** Source document follows **

Anonymous ID: 6ac394 Nov. 28, 2021, 8:50 a.m. No.15094137   🗄️.is 🔗kun   >>4157 >>4173 >>4425 >>4754

ADL: How the “OK” Symbol Became a Popular Trolling Gesture

 

May 1, 2017

Updated: 9/5/18

 

[apology if old news. having a great kek at this one, wanted to share]

 

This is thanks to a 2017 hoax campaign started by members of the notorious website 4chan that has since taken on a life of its own.

 

The 4chan site is an anonymous discussion board with an outsized cultural impact on the internet. It has been responsible for everything from the “I can haz cheeseburger” cat meme to the concept of Rickrolling. There is little that 4channers like as much as a hoax, and in recent months, they have served up a number of fakeries with white supremacist themes to largely credulous online audiences.

 

The “OK” hand gesture originated as one of these hoaxes in February 2017 when an anonymous 4channer announced “Operation O-KKK,” telling other members that “we must flood Twitter and other social media websites…claiming that the OK hand sign is a symbol of white supremacy.” The user even provided a helpful graphic showing how the letters WP (for “white power”) could be traced within an “OK” gesture. The originator and others also suggested useful hashtags to help spread the hoax, such as #PowerHandPrivilege and #NotOkay. “Leftists have dug so deep down into their lunacy,” wrote the poster, “We must force [them] to dig more, until the rest of society ain’t going anywhere near that s***.”

 

Following the cues of the hoax’s originator, 4channers created fake e-mail and Twitter accounts and bombarded civil rights organizations, journalists, and others with messages furthering the “OK” hoax. It is possible that some of the hoaxers were racists or white supremacists themselves, as parts of 4chan are something of a haven for them, and the site itself has been a source of adherents of the alt right segment of the white supremacist movement.

** End of Source document **
** Data shown follows **

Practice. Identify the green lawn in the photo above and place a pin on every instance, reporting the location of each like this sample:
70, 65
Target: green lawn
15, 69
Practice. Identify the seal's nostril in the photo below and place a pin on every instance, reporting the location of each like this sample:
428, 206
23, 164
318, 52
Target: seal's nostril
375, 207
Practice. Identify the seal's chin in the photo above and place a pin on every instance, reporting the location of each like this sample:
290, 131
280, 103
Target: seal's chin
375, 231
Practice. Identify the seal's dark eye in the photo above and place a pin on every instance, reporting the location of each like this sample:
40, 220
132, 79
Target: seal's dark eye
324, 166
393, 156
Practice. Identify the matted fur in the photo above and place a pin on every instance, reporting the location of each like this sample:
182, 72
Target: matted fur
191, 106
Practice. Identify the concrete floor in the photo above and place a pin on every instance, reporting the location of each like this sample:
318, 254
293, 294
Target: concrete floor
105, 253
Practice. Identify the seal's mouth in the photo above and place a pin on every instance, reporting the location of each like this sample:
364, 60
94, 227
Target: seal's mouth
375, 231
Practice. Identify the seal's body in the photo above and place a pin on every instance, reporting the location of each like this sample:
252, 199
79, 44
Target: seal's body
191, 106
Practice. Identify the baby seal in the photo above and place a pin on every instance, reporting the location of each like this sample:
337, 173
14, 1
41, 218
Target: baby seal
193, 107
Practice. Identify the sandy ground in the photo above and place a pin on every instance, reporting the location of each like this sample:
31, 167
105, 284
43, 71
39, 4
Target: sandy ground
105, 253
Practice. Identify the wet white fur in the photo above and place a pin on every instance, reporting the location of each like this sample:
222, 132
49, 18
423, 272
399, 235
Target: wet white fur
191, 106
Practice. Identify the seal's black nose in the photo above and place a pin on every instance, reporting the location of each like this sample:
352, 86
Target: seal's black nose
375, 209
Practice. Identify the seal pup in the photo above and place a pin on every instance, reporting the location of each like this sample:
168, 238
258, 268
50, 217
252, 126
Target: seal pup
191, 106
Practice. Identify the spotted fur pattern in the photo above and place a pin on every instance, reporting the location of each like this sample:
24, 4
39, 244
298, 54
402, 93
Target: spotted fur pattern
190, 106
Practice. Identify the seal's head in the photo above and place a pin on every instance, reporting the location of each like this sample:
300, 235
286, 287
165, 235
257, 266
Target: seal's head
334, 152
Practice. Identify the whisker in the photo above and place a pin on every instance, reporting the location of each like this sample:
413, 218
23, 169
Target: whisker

** End of Data shown **

Extract the part of the "OK" symbol text starting at "[apology if old" and ending at "of its own.", copying it word for word. The rows come from a separate source.

__Result of the exercise__:
[apology if old news. having a great kek at this one, wanted to share]

 

This is thanks to a 2017 hoax campaign started by members of the notorious website 4chan that has since taken on a life of its own.